== Supplied material

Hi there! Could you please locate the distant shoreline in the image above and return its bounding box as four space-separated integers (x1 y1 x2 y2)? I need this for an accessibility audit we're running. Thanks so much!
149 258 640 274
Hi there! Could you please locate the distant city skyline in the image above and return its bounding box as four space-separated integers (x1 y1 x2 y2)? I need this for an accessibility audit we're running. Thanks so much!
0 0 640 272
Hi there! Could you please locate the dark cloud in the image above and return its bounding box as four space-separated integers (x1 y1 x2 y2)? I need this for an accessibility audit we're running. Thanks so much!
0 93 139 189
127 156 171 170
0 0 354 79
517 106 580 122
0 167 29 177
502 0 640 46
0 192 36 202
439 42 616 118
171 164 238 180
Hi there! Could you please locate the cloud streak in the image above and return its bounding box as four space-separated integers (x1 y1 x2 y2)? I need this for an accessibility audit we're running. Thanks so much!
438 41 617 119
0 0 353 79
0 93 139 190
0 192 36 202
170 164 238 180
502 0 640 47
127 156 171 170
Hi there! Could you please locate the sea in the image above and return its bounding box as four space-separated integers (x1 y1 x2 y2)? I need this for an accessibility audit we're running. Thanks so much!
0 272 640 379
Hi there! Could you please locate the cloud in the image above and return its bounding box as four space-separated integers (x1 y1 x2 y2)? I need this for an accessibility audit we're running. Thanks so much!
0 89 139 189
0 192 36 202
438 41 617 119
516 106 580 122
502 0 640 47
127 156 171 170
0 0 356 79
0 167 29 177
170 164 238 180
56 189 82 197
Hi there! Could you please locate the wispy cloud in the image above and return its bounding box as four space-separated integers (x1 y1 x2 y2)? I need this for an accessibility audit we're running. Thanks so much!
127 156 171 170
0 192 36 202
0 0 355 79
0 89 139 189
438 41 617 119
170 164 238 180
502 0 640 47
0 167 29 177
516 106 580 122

====

Copy each of the items above word for word, in the same order.

Hi there! Could you please locate the distant shoreline in the image above and return its bounding box as four space-separated integers (x1 y1 x2 y2)? I need this for an accessibility audit we're running. Thanks so much!
149 258 640 274
Hi there! Could you please locate the distant city skyline in the image above and return its bounding box as four space-separated integers (x1 y1 x2 y2)? I need this for an accessibility audit we're running. Thanks so much!
0 0 640 272
Hi there! Could you please locate the dark cloud in the image above and return its bounding box as four space-separated integers (x1 y1 x2 y2)? I need this for an accessibility audit we're running. Thanks so much!
0 93 139 189
127 156 171 170
0 0 354 79
517 106 580 122
0 167 29 177
502 0 640 46
0 192 36 202
439 42 616 118
171 164 238 180
Hi there! Could you please locate the cloud streak in the image above and return its bounding box as four space-separated integers (x1 y1 x2 y2)? I need this for an accessibility audit we're running. Thanks so much!
438 41 617 119
0 0 353 79
0 93 139 190
0 192 36 202
170 164 238 180
502 0 640 47
127 156 171 170
Hi there! Could you please locate the sea in the image above and return its bounding box as four space-separated integers (x1 y1 x2 y2)? I need this for an accessibility audit we're running. Thanks so much!
0 272 640 379
Hi there! Could you please locate the cloud in the image above and return its bounding box as four space-separated integers (x1 y1 x2 y2)? I need this for an accessibility audit we're running. Thanks so much!
0 89 139 189
0 192 36 202
438 41 617 119
516 106 580 122
502 0 640 47
127 156 171 170
0 0 356 79
0 167 29 177
170 164 238 180
56 189 82 197
Hi there! Could you please locate the wispy cloud in the image above and return its bounding box as four space-separated integers (x1 y1 x2 y2)? I need this for an accessibility audit we're running. Thanks so much!
127 156 171 170
0 192 36 202
0 0 355 79
0 89 139 189
438 41 617 119
170 164 238 180
502 0 640 47
0 167 29 177
516 106 580 122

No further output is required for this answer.